But it's a proverbial tempest in a teapot. Regardless of how smart they sound, how anguished they tell us are, there's not a great deal going on beneath the surface of of Reza's characters or her play. It's safe, lightweight theater that might be a gas to perform, but leaves one with an empty feeling, kind of like being subjected to an an episode of White People Problems on Saturday Night Live, when a couple is tossed into an existential crisis over having to share the same summer house with a couple they used to be really close to but now don't talk to that often.

But at least it's short. And the play's there-is-no-there-there feel isn't the fault of the cast or director Gary Krinke who, in typical fashion, guides us through the 80-or-so minutes at a brisk clip. It's the playwright's fault who, apparently woke up one morning with an interesting gimmick: write a play in which the events of a botched dinner party are seen in three different ways. It's not Rashomon, as the perspective of those events never change. It's more Groundhog Day, as the same situation is repeated, but events change without the conscious interference of the characters.

Basically, the character of Henry (the play has two casts and the night I attended this pivotal character was played by Frank Tryon) whom the play is most about, is on the verge of publishing a research paper he desperately needs to solidify his academic pedigree. He and his wife, Sonia (Mo Arii), nervously await the arrival of a more pedigreed colleague the next night for a dinner party. However, said colleague, Hubert (Karl Schott), and his wife, Inez (Cynthia Ryanen), unexpectedly show up one night early.

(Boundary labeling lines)
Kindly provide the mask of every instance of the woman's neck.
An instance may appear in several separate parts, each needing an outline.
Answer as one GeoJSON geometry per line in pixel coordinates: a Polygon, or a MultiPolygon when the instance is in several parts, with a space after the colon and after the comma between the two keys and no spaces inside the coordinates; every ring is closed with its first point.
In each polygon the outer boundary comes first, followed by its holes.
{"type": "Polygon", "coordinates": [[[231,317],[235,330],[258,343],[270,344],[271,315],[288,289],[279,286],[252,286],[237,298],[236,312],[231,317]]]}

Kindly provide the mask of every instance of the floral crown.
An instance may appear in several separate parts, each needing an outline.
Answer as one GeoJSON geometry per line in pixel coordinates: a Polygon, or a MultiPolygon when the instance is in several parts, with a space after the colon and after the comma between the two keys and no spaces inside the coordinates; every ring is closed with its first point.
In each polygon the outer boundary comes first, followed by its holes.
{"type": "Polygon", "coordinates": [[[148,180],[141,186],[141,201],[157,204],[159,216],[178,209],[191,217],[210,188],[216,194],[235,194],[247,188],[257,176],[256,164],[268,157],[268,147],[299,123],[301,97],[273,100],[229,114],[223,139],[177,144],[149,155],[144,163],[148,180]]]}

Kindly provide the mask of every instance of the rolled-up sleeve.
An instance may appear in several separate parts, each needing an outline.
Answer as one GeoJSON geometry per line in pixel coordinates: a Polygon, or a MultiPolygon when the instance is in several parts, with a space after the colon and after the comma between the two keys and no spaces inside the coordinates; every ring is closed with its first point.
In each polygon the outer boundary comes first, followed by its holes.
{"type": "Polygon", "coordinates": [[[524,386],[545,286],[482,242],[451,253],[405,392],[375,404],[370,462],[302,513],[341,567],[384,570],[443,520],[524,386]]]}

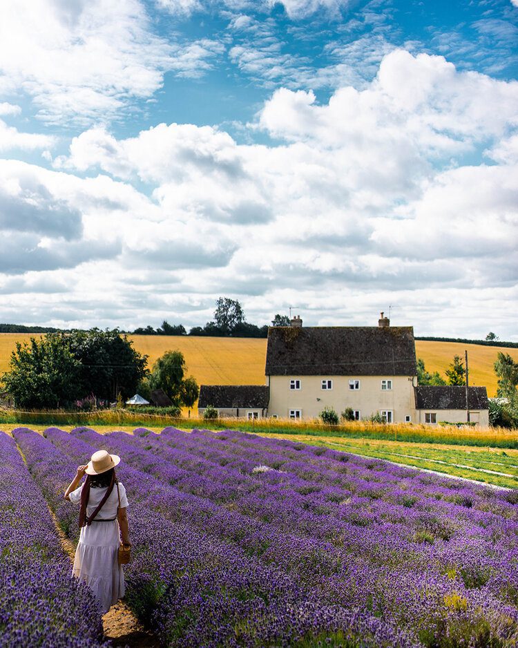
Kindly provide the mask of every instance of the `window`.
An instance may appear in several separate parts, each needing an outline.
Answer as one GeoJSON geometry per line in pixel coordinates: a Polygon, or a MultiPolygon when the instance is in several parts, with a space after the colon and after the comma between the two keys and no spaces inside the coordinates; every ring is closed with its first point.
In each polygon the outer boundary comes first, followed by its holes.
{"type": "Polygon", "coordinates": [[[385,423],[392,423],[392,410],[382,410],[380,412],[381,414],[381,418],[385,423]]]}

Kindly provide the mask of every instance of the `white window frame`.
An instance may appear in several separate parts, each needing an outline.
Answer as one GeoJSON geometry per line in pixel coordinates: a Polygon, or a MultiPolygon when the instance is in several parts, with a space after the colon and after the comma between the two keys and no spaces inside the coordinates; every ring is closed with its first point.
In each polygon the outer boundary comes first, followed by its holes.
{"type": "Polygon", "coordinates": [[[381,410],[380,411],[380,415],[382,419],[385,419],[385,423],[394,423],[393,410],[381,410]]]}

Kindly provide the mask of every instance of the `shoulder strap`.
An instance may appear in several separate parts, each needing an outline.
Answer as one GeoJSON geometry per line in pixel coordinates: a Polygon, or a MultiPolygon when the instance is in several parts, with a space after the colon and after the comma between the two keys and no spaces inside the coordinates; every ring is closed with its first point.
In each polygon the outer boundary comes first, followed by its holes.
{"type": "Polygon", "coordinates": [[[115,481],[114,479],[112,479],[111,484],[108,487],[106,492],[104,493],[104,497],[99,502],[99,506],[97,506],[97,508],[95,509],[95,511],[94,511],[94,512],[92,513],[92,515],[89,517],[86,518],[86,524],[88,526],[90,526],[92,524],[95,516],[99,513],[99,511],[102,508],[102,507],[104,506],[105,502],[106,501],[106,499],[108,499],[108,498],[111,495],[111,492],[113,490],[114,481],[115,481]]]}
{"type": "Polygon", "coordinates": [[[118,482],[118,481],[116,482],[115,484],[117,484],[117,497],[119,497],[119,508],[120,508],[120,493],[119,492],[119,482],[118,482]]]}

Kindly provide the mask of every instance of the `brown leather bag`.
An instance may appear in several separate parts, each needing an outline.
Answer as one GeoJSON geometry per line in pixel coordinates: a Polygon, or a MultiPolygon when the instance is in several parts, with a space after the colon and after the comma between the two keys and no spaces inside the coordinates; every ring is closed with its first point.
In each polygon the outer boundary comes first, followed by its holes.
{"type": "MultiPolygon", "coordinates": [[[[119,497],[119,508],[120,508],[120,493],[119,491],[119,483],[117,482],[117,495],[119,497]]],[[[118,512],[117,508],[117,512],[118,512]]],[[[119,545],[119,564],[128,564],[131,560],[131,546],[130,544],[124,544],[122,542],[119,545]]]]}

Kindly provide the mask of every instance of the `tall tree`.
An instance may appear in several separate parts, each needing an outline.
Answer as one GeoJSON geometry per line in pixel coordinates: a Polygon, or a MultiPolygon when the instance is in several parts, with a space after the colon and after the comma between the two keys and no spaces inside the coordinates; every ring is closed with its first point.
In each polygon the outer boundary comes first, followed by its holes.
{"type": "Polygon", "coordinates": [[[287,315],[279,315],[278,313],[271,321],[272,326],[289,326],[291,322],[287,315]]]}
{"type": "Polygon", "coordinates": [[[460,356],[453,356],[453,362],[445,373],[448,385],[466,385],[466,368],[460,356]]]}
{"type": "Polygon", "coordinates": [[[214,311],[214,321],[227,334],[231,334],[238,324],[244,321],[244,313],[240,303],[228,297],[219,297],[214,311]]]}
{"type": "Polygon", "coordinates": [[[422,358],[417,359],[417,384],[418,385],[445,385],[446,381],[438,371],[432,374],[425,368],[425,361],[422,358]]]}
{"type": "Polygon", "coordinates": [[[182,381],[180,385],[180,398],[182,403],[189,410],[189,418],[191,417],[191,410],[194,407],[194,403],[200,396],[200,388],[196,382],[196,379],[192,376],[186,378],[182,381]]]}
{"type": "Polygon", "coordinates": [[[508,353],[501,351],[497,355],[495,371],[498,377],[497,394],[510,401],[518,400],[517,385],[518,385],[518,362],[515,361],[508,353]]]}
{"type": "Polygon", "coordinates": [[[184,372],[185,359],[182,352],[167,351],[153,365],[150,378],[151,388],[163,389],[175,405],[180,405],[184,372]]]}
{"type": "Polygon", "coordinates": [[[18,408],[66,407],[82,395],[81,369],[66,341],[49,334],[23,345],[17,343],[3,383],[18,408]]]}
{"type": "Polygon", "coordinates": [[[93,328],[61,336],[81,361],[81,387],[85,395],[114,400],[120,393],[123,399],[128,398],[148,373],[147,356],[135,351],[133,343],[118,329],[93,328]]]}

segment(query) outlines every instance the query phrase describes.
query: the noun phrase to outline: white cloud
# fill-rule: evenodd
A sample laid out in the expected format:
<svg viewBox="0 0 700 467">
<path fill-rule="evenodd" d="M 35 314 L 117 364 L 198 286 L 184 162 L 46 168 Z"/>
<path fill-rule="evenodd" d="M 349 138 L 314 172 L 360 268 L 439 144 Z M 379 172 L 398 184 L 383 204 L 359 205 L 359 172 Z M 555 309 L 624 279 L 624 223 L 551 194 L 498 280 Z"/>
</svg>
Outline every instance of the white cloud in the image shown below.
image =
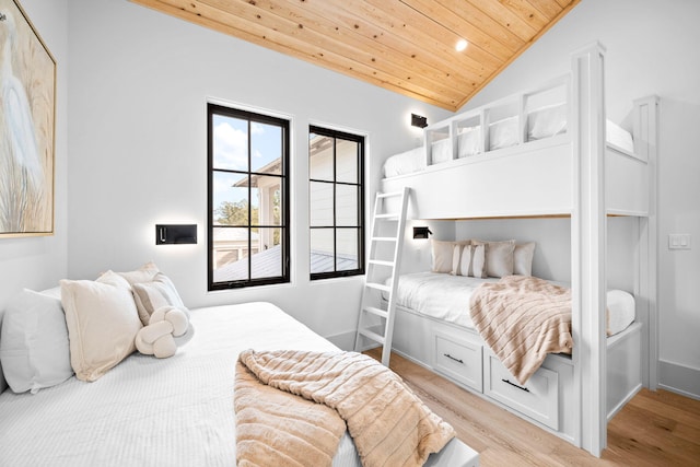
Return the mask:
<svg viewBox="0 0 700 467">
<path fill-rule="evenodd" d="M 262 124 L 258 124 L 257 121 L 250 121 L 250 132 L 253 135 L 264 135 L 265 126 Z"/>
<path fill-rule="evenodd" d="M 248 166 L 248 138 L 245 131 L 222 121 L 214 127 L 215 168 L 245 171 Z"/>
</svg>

...

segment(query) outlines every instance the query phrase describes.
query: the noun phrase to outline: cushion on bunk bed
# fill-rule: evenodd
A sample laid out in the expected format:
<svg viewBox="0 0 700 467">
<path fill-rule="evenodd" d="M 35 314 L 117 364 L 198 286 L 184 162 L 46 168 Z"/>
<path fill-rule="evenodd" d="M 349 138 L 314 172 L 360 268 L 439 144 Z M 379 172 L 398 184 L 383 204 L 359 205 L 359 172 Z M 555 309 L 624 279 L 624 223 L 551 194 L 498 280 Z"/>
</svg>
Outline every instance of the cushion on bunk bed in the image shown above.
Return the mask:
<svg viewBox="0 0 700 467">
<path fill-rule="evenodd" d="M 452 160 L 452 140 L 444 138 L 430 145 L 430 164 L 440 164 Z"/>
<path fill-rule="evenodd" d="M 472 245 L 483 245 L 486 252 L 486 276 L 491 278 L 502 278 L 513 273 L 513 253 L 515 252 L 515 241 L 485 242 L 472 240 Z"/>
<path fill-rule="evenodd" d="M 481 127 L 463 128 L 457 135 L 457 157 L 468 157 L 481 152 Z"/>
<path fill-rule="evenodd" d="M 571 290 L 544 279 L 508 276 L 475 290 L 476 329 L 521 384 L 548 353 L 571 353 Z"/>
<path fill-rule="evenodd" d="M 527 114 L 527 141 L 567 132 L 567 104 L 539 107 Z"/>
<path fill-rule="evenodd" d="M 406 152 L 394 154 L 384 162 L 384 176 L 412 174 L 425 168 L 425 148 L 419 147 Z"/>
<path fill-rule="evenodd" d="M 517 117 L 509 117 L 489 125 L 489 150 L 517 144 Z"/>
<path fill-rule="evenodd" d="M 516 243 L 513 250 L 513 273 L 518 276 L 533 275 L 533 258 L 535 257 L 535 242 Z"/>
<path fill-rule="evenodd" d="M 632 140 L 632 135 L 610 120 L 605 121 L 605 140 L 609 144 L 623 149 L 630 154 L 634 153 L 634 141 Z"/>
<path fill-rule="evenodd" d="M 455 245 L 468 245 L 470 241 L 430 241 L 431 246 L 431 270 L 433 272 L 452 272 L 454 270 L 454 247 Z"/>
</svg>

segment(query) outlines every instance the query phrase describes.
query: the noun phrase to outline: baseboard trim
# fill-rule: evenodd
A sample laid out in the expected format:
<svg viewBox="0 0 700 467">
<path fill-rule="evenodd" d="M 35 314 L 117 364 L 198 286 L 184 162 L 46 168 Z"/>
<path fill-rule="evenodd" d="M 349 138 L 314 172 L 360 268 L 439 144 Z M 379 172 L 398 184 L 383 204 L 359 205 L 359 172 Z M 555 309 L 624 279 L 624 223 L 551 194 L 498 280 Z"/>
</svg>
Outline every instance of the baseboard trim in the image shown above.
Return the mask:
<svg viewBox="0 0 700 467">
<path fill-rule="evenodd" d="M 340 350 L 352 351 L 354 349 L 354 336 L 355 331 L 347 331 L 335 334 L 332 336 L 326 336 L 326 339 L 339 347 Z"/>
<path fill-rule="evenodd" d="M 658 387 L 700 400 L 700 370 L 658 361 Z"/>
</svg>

...

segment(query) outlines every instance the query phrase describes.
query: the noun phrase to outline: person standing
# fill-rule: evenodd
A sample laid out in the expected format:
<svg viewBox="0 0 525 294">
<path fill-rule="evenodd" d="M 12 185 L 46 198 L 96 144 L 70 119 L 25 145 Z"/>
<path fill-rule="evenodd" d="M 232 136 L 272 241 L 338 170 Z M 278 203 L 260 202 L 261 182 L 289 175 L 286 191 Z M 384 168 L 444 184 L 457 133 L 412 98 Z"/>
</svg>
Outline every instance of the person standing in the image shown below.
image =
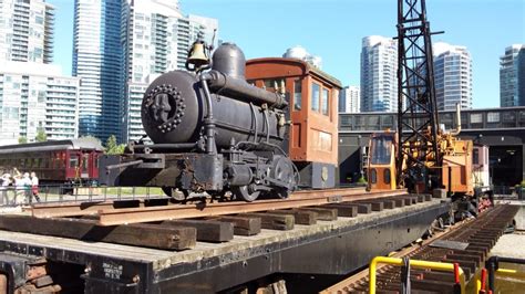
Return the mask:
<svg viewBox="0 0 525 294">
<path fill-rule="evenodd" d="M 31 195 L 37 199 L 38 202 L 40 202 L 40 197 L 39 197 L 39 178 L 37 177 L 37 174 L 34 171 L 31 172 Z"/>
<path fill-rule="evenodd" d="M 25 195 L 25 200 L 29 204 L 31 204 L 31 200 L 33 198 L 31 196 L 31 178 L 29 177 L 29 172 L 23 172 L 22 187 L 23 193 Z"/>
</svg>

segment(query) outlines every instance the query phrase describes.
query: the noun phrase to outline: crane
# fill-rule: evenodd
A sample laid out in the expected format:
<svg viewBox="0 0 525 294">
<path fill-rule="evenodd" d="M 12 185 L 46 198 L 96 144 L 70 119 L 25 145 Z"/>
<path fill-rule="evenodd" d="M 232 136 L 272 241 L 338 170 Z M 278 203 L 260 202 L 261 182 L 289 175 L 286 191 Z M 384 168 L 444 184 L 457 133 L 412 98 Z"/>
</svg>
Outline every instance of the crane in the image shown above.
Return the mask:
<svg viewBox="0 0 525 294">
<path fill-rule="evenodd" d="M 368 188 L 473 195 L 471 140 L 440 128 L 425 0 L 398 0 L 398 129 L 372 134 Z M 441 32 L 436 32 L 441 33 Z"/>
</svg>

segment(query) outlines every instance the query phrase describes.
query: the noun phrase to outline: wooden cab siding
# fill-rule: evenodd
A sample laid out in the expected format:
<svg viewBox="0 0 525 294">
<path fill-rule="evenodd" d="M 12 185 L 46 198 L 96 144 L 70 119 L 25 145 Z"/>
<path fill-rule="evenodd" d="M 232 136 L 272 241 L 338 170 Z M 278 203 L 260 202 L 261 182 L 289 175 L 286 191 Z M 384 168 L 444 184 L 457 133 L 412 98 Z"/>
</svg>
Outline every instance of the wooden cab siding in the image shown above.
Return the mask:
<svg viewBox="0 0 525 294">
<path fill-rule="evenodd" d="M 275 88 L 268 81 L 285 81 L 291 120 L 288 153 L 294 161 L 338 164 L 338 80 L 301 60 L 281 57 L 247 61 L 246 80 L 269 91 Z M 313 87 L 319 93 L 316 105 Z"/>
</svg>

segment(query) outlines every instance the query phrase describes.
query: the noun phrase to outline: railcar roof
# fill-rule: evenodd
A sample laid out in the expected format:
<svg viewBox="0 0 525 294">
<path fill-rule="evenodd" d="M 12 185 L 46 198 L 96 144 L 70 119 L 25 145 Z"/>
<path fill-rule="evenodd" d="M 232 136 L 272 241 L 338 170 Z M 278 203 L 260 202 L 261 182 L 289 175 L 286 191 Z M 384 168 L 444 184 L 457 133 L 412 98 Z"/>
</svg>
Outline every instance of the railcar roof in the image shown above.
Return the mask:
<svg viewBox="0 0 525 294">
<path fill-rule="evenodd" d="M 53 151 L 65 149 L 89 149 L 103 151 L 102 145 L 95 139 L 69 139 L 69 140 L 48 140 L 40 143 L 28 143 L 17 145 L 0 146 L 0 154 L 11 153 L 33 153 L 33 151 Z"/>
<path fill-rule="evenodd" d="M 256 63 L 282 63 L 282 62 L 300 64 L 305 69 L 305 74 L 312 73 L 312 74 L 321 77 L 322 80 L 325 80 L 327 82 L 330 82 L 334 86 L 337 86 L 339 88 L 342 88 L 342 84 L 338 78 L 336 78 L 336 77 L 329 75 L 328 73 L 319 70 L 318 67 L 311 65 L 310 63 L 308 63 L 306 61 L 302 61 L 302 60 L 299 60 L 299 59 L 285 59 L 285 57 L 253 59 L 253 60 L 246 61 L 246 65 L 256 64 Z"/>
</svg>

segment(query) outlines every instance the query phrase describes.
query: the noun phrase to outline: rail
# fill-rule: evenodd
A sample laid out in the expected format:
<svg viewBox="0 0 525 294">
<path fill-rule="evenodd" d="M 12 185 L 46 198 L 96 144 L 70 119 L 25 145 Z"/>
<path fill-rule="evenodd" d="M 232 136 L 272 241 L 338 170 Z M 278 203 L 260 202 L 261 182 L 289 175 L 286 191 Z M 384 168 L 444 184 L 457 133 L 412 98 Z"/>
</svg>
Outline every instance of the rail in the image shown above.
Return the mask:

* GIVEN REQUEST 1 *
In the theater review, who played Henry on the night the reviewer attended?
* GIVEN REQUEST 2 *
Continue the theater review from where it stops.

* REPLY 1 *
Frank Tryon

* REPLY 2 *
The lights turn off and then come up with the four laughing around a wet bar. This is where the next two scenes begin as well. The repetitive nature of the play is a neat idea, but the stakes aren't high enough to really warrant revisiting it twice to see the different outcomes. There's lot of talk about spiral galaxies and some obnoxious kid is whining and crying off-stage and there's nothing to eat but chocolate ladyfingers and Cheeze-Its, and there's lots of drinking and someone has a big run in her pantyhose and issues of control and manipulation surface and it's just a real bore.

The cast is up to the task, even if Arii and Tryon start out so animated that the play seems to shout its arrival rather than lay out a thoughtful strategy. All four character's personalities shift through the three scenes in redux, and each cast member adjusts accordingly. As an acting exercise, it's effective; as a play it isn't.

The most interesting part of the play comes during a monologue courtesy of Ryanen's character when she eloquently speaks about how people's choices and their lives truly do matter.

Too bad this play doesn't.

Stages Theatre, 400 E. Commonwealth Ave., Fullerton, (714) 525-4484. Fri.-Sat., 8 p.m.; Sun., 2 p.m. Thru April 7. $18-$20. www.stagesoc.org.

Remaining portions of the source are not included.